## ТЕКСТ ДЛЯ ЧТЕНИЯ
Тем не менее, этими камнями фундамент семиотики не исчерпывается, ни в плане методологическом, ни в плане историографическом. Наряду с исследовательской традицией, заложенной Ф. де Соссюром, в фокусе которой всегда расположен язык (знаковая система), семиотика ХХ века располагала и иной традицией. В ее основании труды Ч. С. Пирса, в фокусе внимания которого не язык, но знак и характер его использования[8]. Вслед за Пирсом, назвавшим свой метод прагматическим, этот аспект теории знаков называют прагматикой.

Термин прагматизм (от греческого — прагма — дело, действие) был введен И. Кантом с понятием «прагматической веры», примененным им в «Критике чистого разума». Работа Иммануила Канта «Антропология с прагматической точки зрения», название которой предвосхитило прагматику не столько методологически, сколько терминологически, увидела свет в 1798 году [9].

## УСЛОВИЯ ЗАДАНИЙ
**a)** Ответьте на вопросы по тексту о семиотике:
(i) Чьи труды лежат в основании традиции, в фокусе которой не язык, а знак и характер его использования?
(ii) Как называют этот аспект теории знаков вслед за Пирсом?
(iii) В каком году увидела свет работа Канта «Антропология с прагматической точки зрения»?
**b)** Подхватите изложение в тексте о семиотике и напишите один абзац, который следует сразу за его последним предложением.

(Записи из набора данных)
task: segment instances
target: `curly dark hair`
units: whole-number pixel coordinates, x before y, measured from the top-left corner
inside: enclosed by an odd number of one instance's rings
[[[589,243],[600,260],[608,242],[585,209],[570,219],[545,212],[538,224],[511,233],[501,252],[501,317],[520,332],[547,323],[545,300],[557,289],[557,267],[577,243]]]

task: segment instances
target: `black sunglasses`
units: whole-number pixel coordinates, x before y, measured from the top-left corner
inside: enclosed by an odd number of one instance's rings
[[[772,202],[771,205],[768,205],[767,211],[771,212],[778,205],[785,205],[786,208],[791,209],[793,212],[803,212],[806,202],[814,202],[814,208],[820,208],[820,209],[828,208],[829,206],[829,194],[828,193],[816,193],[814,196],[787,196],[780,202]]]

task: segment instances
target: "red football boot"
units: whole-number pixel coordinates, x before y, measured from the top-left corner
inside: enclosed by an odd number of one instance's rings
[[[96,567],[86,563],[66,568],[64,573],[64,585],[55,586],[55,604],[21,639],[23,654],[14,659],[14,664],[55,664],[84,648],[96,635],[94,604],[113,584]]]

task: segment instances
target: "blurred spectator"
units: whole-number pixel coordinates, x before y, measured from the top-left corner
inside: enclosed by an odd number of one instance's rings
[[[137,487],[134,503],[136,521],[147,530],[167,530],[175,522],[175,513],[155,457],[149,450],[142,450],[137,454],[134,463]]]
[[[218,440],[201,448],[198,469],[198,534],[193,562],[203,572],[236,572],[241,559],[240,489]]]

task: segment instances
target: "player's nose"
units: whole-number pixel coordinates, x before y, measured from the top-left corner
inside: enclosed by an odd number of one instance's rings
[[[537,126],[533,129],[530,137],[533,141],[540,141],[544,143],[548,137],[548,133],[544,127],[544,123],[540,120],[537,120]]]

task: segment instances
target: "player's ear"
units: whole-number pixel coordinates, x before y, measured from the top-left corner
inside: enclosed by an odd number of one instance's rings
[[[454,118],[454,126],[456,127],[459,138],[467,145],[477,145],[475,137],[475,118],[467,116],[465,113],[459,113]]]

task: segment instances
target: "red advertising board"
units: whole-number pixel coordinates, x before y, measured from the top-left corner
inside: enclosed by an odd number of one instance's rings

## ОТВЕТЫ К ЗАДАНИЯМ
**a)**
(i) Труды Ч. С. Пирса.
(ii) Прагматикой.
(iii) В 1798 году.

**b)**
Основные идеи прагматики были сфрмулированы Чарльзом Сандерсом Пирсом. Как считал Пирс, в процессе понимания мира мы не можем, по Декарту, начинать с полного сомнения. Мы должны начинать со всех тех предрассудков, которые у нас фактически есть, со всей совокупности верований, которой мы уже обладаем… «Не будем делать вид, что мы в философии сомневаемся в том, в чем не сомневаемся в глубине души»[10]. Пирс показал, что существуют две различных практики: практика человека рассуждающего о мире (прагматика по Канту определялась в отношении познания, но не действия) — практика познания, и практика человека в мире живущего и действующего. Последняя по Пирсу определяется верованиями, которые суть — привычки действовать определенным образом. «Деятельность мысли порождается сомнением и прекращается, когда верование достигнуто» [11].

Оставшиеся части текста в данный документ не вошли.